▸ **Data**:

= Beginning of Section =

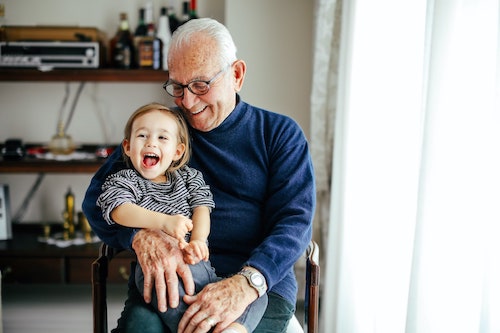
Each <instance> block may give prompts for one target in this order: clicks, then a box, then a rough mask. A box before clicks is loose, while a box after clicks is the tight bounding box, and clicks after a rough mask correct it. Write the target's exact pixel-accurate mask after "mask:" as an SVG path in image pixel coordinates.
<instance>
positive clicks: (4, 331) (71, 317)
mask: <svg viewBox="0 0 500 333" xmlns="http://www.w3.org/2000/svg"><path fill="white" fill-rule="evenodd" d="M126 288H127V285H126V284H123V285H108V318H109V327H115V326H116V319H117V318H118V317H119V315H120V312H121V310H122V308H123V304H124V302H125V297H126V295H127V291H126ZM2 310H3V332H4V333H32V332H39V333H45V332H47V333H91V332H92V294H91V287H90V286H87V285H85V286H83V285H62V286H57V285H8V284H4V285H3V286H2Z"/></svg>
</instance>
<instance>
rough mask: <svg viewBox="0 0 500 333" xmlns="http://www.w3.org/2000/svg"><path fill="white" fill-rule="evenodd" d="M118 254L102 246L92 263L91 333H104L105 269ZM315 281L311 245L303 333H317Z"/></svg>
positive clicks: (315, 245) (309, 245) (106, 272)
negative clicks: (93, 326)
mask: <svg viewBox="0 0 500 333" xmlns="http://www.w3.org/2000/svg"><path fill="white" fill-rule="evenodd" d="M120 252H121V251H120V250H116V249H114V248H112V247H110V246H108V245H106V244H104V243H103V244H102V245H101V248H100V249H99V257H98V258H97V259H96V260H95V261H94V262H93V263H92V307H93V320H94V333H108V305H107V300H106V283H107V278H108V266H109V262H110V261H111V259H113V257H115V256H116V255H117V254H118V253H120ZM319 277H320V266H319V247H318V244H316V242H314V241H311V243H310V244H309V246H308V248H307V251H306V288H305V289H306V298H305V311H304V312H305V313H304V315H305V318H304V319H305V324H306V328H307V333H317V332H318V319H319V317H318V314H319ZM124 297H125V295H124Z"/></svg>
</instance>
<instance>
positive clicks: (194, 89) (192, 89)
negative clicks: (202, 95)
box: [163, 64, 231, 98]
mask: <svg viewBox="0 0 500 333" xmlns="http://www.w3.org/2000/svg"><path fill="white" fill-rule="evenodd" d="M229 67H231V64H229V65H227V66H226V67H224V68H223V69H222V70H221V71H220V72H218V73H217V74H215V76H214V77H213V78H211V79H210V80H208V81H203V80H194V81H191V82H189V83H188V84H180V83H177V82H173V81H170V79H169V80H168V81H167V82H165V83H164V84H163V89H165V91H166V92H167V93H168V94H169V95H170V96H172V97H176V98H177V97H182V96H184V88H188V90H189V91H190V92H192V93H193V94H195V95H198V96H200V95H205V94H206V93H208V91H209V90H210V84H211V83H213V82H214V81H215V80H216V79H217V78H218V77H220V76H221V75H222V74H223V73H224V72H225V71H227V70H228V69H229Z"/></svg>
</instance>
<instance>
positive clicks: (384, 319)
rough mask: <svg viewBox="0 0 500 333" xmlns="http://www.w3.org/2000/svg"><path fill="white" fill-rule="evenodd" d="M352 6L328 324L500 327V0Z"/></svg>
mask: <svg viewBox="0 0 500 333" xmlns="http://www.w3.org/2000/svg"><path fill="white" fill-rule="evenodd" d="M325 1H326V0H325ZM338 1H340V0H338ZM332 2H333V3H334V2H335V1H334V0H332ZM342 6H343V11H342V21H343V24H342V35H341V44H340V61H339V64H340V65H339V67H338V68H339V76H338V89H337V90H336V91H332V92H331V93H332V94H335V93H336V94H337V112H336V121H335V122H336V124H335V140H334V142H335V144H334V146H335V148H334V149H333V152H334V155H333V168H332V170H333V177H332V178H333V179H332V188H331V197H332V200H331V214H330V227H329V237H328V249H327V254H326V263H325V265H324V269H323V276H322V283H323V286H324V293H323V295H322V307H321V324H322V330H321V331H322V332H338V333H350V332H352V333H365V332H380V333H392V332H394V333H396V332H397V333H400V332H418V333H434V332H435V333H443V332H446V333H447V332H453V333H456V332H459V333H460V332H464V333H465V332H467V333H469V332H481V333H483V332H484V333H486V332H487V333H490V332H500V315H499V313H500V100H499V98H500V85H499V83H500V75H499V73H500V71H499V66H498V65H499V61H500V52H499V50H500V48H499V46H500V34H499V30H500V29H499V26H500V20H499V12H500V9H499V7H500V6H499V1H498V0H452V1H450V0H434V1H432V0H429V1H427V2H426V1H414V0H380V1H373V0H351V1H344V3H343V5H342ZM319 17H321V15H320V14H318V18H319ZM317 33H318V32H317ZM316 58H317V57H316ZM324 70H326V69H324ZM329 70H330V71H336V68H330V69H329ZM313 111H314V109H313Z"/></svg>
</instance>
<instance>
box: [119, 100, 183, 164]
mask: <svg viewBox="0 0 500 333" xmlns="http://www.w3.org/2000/svg"><path fill="white" fill-rule="evenodd" d="M151 111H162V112H165V113H168V114H170V115H172V117H173V118H174V119H175V120H176V122H177V127H178V132H179V137H178V138H177V139H178V140H179V142H180V143H183V144H184V146H185V147H186V149H185V150H184V154H182V157H181V158H180V159H178V160H177V161H173V162H172V164H171V165H170V166H169V167H168V170H167V172H170V173H172V172H174V171H175V170H177V169H179V168H181V167H183V166H184V165H186V164H187V162H188V161H189V159H190V158H191V140H190V138H189V129H188V126H187V123H186V120H185V119H184V116H183V115H182V112H181V111H180V110H177V109H170V108H168V107H166V106H165V105H163V104H160V103H149V104H146V105H143V106H141V107H140V108H138V109H137V110H135V112H134V113H132V115H131V116H130V118H129V119H128V121H127V124H126V125H125V130H124V135H125V139H127V140H129V141H130V137H131V135H132V125H133V124H134V121H135V120H136V119H137V117H139V116H142V115H143V114H146V113H148V112H151ZM123 158H124V159H125V162H126V163H127V165H128V166H129V167H131V165H130V159H129V157H128V156H127V155H125V152H124V153H123Z"/></svg>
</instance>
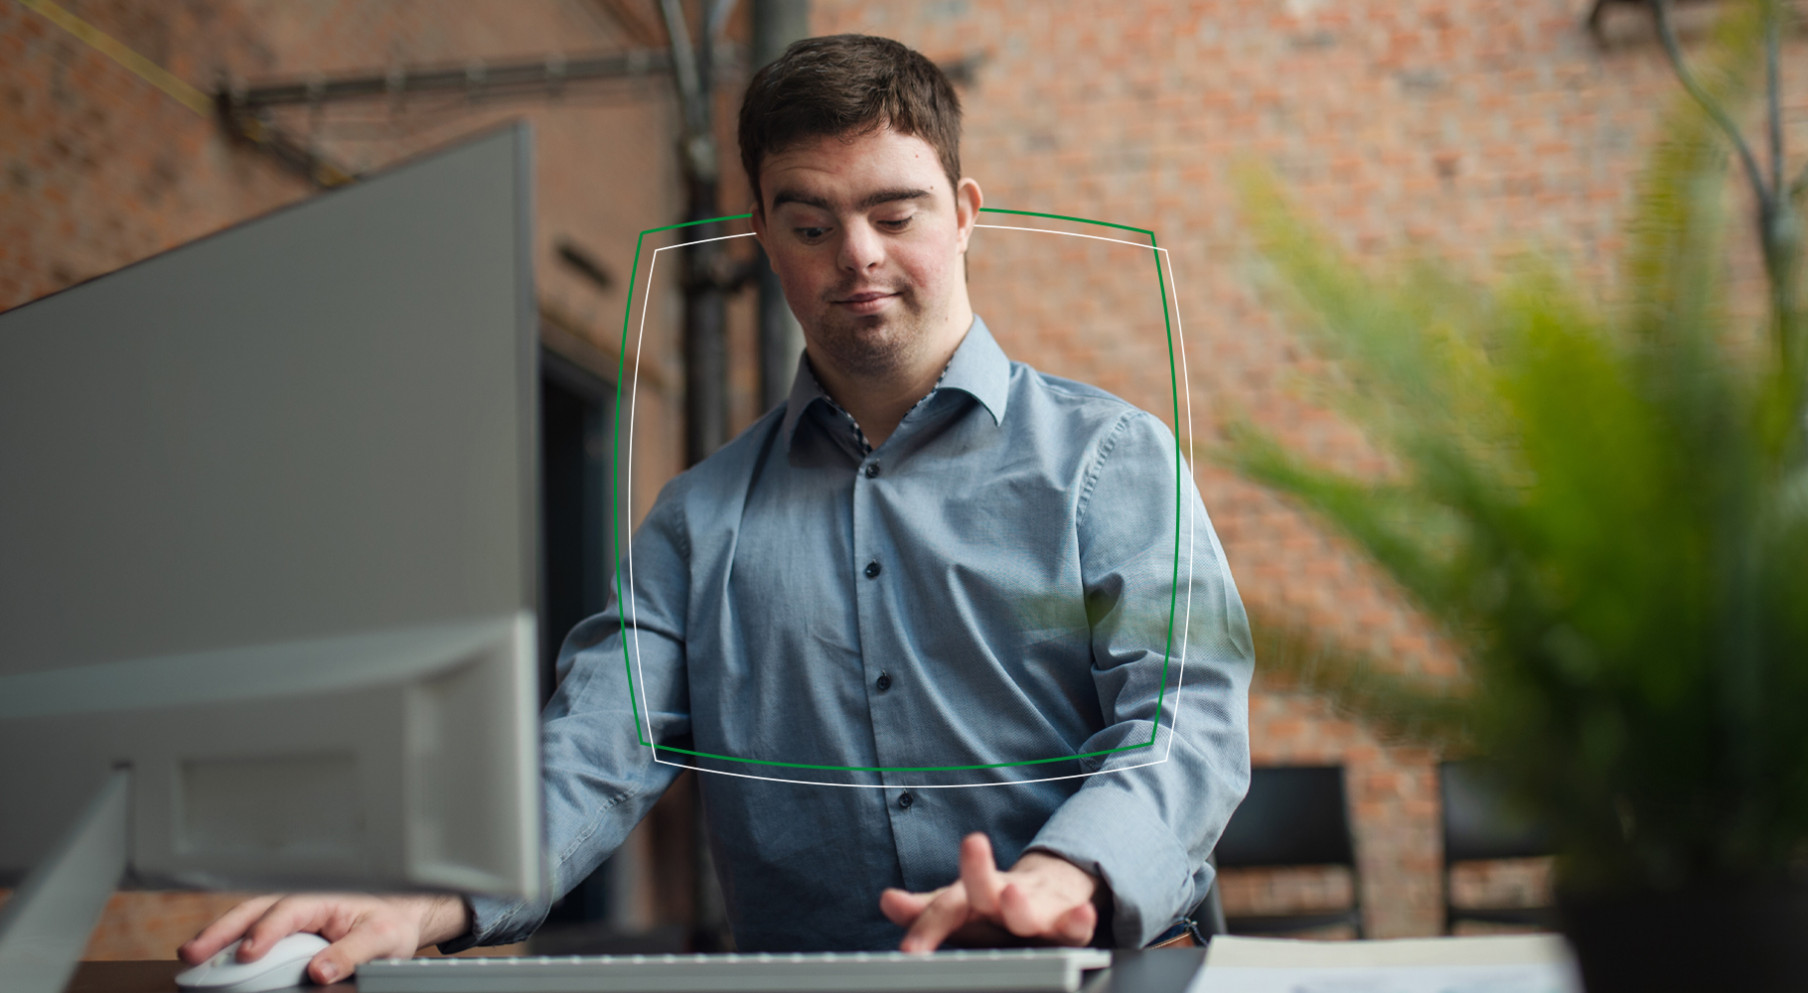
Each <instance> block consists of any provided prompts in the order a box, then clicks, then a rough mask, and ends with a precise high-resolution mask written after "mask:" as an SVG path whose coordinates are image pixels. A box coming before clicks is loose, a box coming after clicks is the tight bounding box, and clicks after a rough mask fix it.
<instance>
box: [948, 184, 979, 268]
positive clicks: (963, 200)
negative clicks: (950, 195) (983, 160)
mask: <svg viewBox="0 0 1808 993" xmlns="http://www.w3.org/2000/svg"><path fill="white" fill-rule="evenodd" d="M982 203H985V197H984V195H982V194H980V183H978V179H973V177H962V179H960V183H958V184H956V186H955V226H956V228H958V230H960V253H962V255H965V253H967V239H971V237H973V226H975V224H976V222H978V221H980V204H982Z"/></svg>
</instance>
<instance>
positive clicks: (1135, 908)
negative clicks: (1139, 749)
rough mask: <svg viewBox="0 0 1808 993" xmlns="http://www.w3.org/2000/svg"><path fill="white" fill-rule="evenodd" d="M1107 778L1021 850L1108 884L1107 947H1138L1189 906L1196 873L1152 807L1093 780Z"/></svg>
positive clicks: (1193, 887) (1172, 921)
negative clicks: (1036, 848) (1093, 875)
mask: <svg viewBox="0 0 1808 993" xmlns="http://www.w3.org/2000/svg"><path fill="white" fill-rule="evenodd" d="M1108 776H1114V774H1112V772H1105V774H1099V776H1096V778H1094V781H1092V783H1088V785H1087V787H1085V789H1081V790H1079V792H1076V794H1074V796H1070V798H1067V803H1063V805H1061V807H1059V809H1056V812H1054V816H1052V818H1049V823H1045V825H1043V827H1041V830H1040V832H1036V839H1034V841H1031V843H1029V848H1040V850H1043V852H1049V854H1052V856H1059V857H1063V859H1067V861H1070V863H1074V865H1078V866H1079V868H1083V870H1087V872H1090V874H1094V875H1097V877H1099V879H1101V881H1103V883H1105V884H1106V886H1110V892H1112V917H1110V928H1112V941H1114V944H1117V946H1119V948H1143V946H1144V944H1148V942H1150V941H1152V939H1155V937H1157V935H1161V932H1164V930H1166V928H1168V926H1172V924H1173V922H1175V921H1179V919H1181V915H1184V913H1186V912H1188V910H1190V908H1191V904H1193V890H1195V886H1193V875H1195V872H1197V868H1195V866H1193V865H1191V861H1190V859H1188V857H1186V848H1184V846H1182V845H1181V843H1179V841H1177V839H1175V837H1173V832H1172V830H1168V827H1166V825H1164V823H1163V819H1161V816H1159V814H1157V812H1155V809H1154V807H1150V803H1148V801H1146V799H1143V798H1141V796H1137V794H1135V792H1132V790H1125V789H1117V787H1114V785H1108V783H1103V781H1099V780H1103V778H1108ZM1206 872H1210V866H1206ZM1208 883H1210V877H1208Z"/></svg>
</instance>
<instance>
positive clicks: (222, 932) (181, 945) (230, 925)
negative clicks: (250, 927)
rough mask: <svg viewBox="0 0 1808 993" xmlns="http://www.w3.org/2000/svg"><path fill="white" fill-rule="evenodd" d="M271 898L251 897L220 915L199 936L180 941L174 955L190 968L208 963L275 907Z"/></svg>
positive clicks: (202, 928)
mask: <svg viewBox="0 0 1808 993" xmlns="http://www.w3.org/2000/svg"><path fill="white" fill-rule="evenodd" d="M277 899H280V897H275V895H266V897H251V899H248V901H244V903H240V904H239V906H233V908H231V910H228V912H226V913H221V915H219V919H217V921H213V922H212V924H208V926H206V928H201V933H197V935H195V937H192V939H188V941H184V942H183V944H181V948H177V950H175V955H177V957H179V959H181V960H183V962H188V964H190V966H199V964H201V962H206V960H208V959H212V957H215V955H219V950H221V948H226V946H228V944H231V942H235V941H239V939H240V937H244V932H246V928H250V926H251V922H255V921H257V919H259V917H262V915H264V912H266V910H269V906H271V904H275V903H277Z"/></svg>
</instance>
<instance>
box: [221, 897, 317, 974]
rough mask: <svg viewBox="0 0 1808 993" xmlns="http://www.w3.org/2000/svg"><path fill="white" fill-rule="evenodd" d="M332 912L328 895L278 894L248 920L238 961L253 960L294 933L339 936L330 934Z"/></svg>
mask: <svg viewBox="0 0 1808 993" xmlns="http://www.w3.org/2000/svg"><path fill="white" fill-rule="evenodd" d="M331 912H333V899H331V897H293V895H291V897H278V899H277V901H275V903H273V904H271V906H269V908H268V910H266V912H264V915H262V917H259V919H257V921H253V922H251V928H250V930H246V933H244V941H242V942H239V960H240V962H255V960H259V959H262V957H264V953H266V951H269V948H271V946H273V944H277V942H278V941H282V939H286V937H289V935H293V933H295V932H315V933H318V935H320V937H324V939H327V941H334V939H338V937H340V935H338V933H329V928H327V926H325V924H327V917H329V915H331Z"/></svg>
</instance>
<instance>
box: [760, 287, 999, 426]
mask: <svg viewBox="0 0 1808 993" xmlns="http://www.w3.org/2000/svg"><path fill="white" fill-rule="evenodd" d="M935 389H958V391H962V392H965V394H969V396H973V398H975V400H978V402H980V405H982V407H985V412H989V414H991V416H993V423H1003V420H1005V400H1007V398H1009V394H1011V360H1009V358H1005V353H1003V349H1000V347H998V342H996V340H993V333H991V329H987V327H985V322H984V320H980V317H978V315H973V326H969V327H967V336H965V338H962V340H960V345H958V347H956V349H955V356H953V358H951V360H949V362H947V371H944V373H942V382H940V383H937V387H935ZM931 392H933V391H931ZM817 400H828V392H826V391H823V383H821V382H817V378H815V373H812V371H810V362H808V360H806V358H805V356H803V355H799V356H797V373H796V376H792V391H790V398H788V400H786V402H785V421H783V423H781V425H779V436H781V438H783V441H785V445H786V447H790V440H792V436H794V434H796V430H797V421H801V420H803V414H805V411H808V409H810V405H812V403H815V402H817Z"/></svg>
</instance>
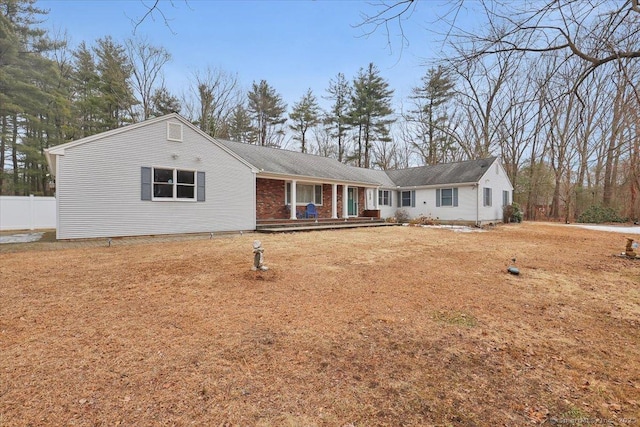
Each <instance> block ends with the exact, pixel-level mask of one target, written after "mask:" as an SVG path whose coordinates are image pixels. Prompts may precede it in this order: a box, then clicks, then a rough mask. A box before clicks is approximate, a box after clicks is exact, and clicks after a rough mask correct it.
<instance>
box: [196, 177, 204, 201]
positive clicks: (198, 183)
mask: <svg viewBox="0 0 640 427" xmlns="http://www.w3.org/2000/svg"><path fill="white" fill-rule="evenodd" d="M204 182H205V181H204V172H198V196H197V197H198V199H197V201H198V202H204V200H205V197H204V195H205V192H204Z"/></svg>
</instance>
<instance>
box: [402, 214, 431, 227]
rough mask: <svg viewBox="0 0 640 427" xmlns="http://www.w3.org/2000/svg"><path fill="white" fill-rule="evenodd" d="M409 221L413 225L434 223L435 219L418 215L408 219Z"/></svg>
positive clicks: (421, 215) (430, 224)
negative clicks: (409, 219)
mask: <svg viewBox="0 0 640 427" xmlns="http://www.w3.org/2000/svg"><path fill="white" fill-rule="evenodd" d="M409 223H410V224H413V225H436V224H437V220H435V219H433V218H431V217H430V216H424V215H420V216H419V217H418V218H414V219H412V220H411V221H409Z"/></svg>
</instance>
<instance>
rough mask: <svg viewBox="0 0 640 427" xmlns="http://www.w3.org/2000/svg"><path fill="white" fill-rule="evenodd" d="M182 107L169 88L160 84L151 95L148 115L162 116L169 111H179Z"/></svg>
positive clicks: (177, 98) (180, 109)
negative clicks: (152, 93)
mask: <svg viewBox="0 0 640 427" xmlns="http://www.w3.org/2000/svg"><path fill="white" fill-rule="evenodd" d="M181 109H182V106H181V105H180V101H179V100H178V98H176V97H175V96H173V95H171V93H169V90H168V89H167V88H166V87H164V86H162V87H160V88H158V89H156V90H155V91H154V92H153V95H151V111H150V117H159V116H164V115H165V114H170V113H179V112H180V110H181Z"/></svg>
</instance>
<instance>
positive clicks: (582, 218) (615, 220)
mask: <svg viewBox="0 0 640 427" xmlns="http://www.w3.org/2000/svg"><path fill="white" fill-rule="evenodd" d="M625 221H626V218H623V217H621V216H620V215H618V213H617V212H616V211H615V210H614V209H613V208H606V207H604V206H599V205H593V206H589V208H587V210H586V211H584V212H582V213H581V214H580V216H579V217H578V222H588V223H593V224H602V223H603V222H625Z"/></svg>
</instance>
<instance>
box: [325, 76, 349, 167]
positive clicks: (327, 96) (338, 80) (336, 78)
mask: <svg viewBox="0 0 640 427" xmlns="http://www.w3.org/2000/svg"><path fill="white" fill-rule="evenodd" d="M327 93H328V94H329V95H328V96H327V97H326V98H327V99H330V100H332V101H333V105H332V106H331V110H330V111H329V113H327V114H326V116H325V120H324V122H325V124H326V125H327V127H328V128H329V130H330V135H331V137H333V138H335V139H336V140H337V142H338V161H339V162H342V161H344V157H345V156H344V155H345V144H346V137H347V132H348V131H349V130H350V129H351V127H350V126H349V107H350V101H351V86H350V85H349V82H348V81H347V79H345V77H344V74H342V73H338V75H337V76H336V79H335V80H331V81H330V82H329V88H328V89H327Z"/></svg>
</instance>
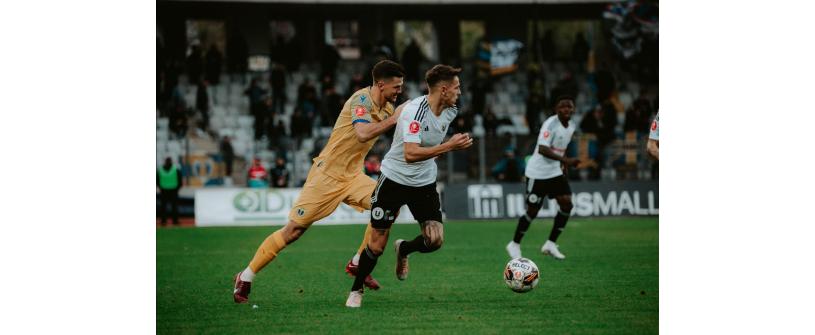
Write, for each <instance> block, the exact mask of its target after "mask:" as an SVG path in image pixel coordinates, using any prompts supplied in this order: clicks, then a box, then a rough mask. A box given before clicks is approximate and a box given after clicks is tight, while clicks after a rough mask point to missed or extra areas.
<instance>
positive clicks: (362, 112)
mask: <svg viewBox="0 0 815 335" xmlns="http://www.w3.org/2000/svg"><path fill="white" fill-rule="evenodd" d="M367 112H368V110H366V109H365V107H363V106H357V108H354V114H356V115H357V116H360V117H361V116H363V115H365V113H367Z"/></svg>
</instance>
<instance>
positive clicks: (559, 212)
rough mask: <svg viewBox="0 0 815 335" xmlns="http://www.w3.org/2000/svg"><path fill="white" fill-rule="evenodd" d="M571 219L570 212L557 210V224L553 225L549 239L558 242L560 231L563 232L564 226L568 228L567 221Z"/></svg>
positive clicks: (556, 218) (555, 222)
mask: <svg viewBox="0 0 815 335" xmlns="http://www.w3.org/2000/svg"><path fill="white" fill-rule="evenodd" d="M568 220H569V213H565V212H563V211H561V210H558V211H557V215H555V224H554V225H553V226H552V232H551V233H549V241H552V242H556V241H557V238H558V236H560V233H561V232H563V228H566V221H568Z"/></svg>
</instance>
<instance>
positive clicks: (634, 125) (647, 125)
mask: <svg viewBox="0 0 815 335" xmlns="http://www.w3.org/2000/svg"><path fill="white" fill-rule="evenodd" d="M650 119H651V103H650V102H648V100H646V99H644V98H638V99H637V100H635V101H634V103H633V104H632V105H631V107H630V108H628V110H627V111H626V112H625V123H624V124H623V131H625V132H626V133H627V132H629V131H636V132H637V138H640V137H641V136H644V135H645V134H647V133H648V131H649V129H650V128H649V127H650V126H651V120H650Z"/></svg>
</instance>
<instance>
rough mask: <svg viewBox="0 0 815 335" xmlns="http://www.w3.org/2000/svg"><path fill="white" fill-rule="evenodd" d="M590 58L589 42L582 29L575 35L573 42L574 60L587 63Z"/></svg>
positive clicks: (576, 61)
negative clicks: (589, 51)
mask: <svg viewBox="0 0 815 335" xmlns="http://www.w3.org/2000/svg"><path fill="white" fill-rule="evenodd" d="M588 58H589V42H588V41H586V35H585V34H583V32H582V31H581V32H578V33H577V34H576V35H575V37H574V44H572V60H573V61H576V62H578V63H580V64H585V63H586V60H588Z"/></svg>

= End of Section =

▸ **Work to complete**: Check each line in the listing above for the string "written", then report how many lines contain it, with no other text.

▸ **Solution for this exercise**: 2